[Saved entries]
Content starts

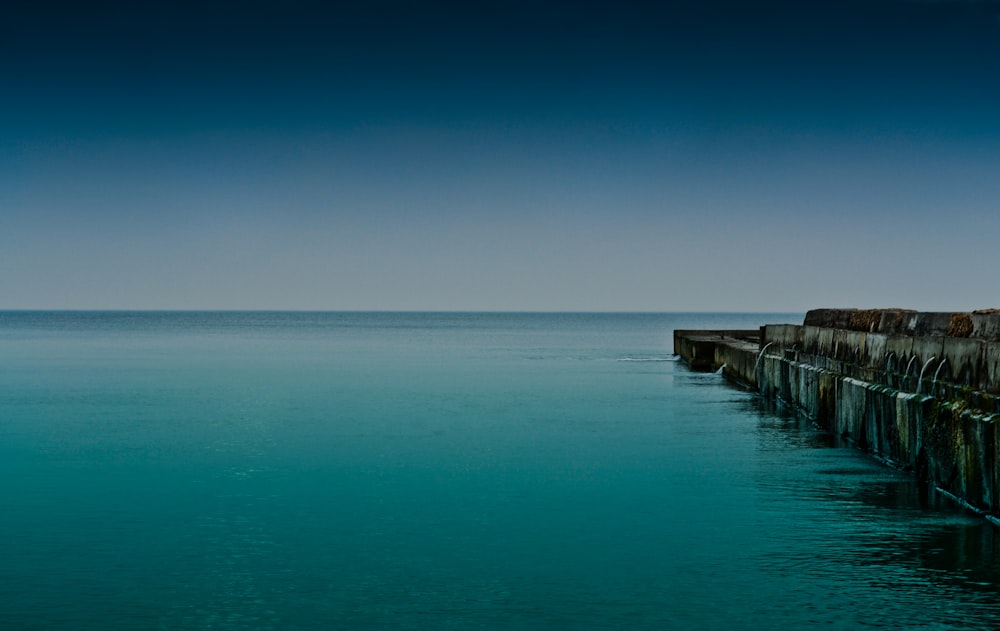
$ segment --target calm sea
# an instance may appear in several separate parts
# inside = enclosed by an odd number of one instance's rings
[[[0,627],[996,628],[993,526],[671,355],[798,321],[0,312]]]

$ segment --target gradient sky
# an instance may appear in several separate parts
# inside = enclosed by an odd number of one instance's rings
[[[1000,2],[25,2],[0,308],[1000,307]]]

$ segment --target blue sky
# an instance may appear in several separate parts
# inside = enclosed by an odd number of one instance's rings
[[[0,73],[0,308],[1000,306],[997,2],[43,1]]]

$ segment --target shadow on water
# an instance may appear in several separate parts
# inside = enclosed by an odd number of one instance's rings
[[[756,417],[762,450],[780,441],[784,458],[803,456],[770,482],[829,505],[833,518],[821,527],[835,545],[817,555],[875,568],[880,587],[904,600],[933,589],[1000,615],[1000,530],[988,520],[786,406],[760,397],[738,405]]]

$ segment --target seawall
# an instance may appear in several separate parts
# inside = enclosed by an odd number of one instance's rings
[[[1000,314],[822,309],[759,332],[675,331],[674,352],[1000,516]]]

Content ends

Among the records above, find each line holding the string "segment" and pull it out.

TASK SOLUTION
$ segment --target calm sea
$ segment --target gradient sky
$ segment --target blue sky
$ segment --target shadow on water
$ segment --target seawall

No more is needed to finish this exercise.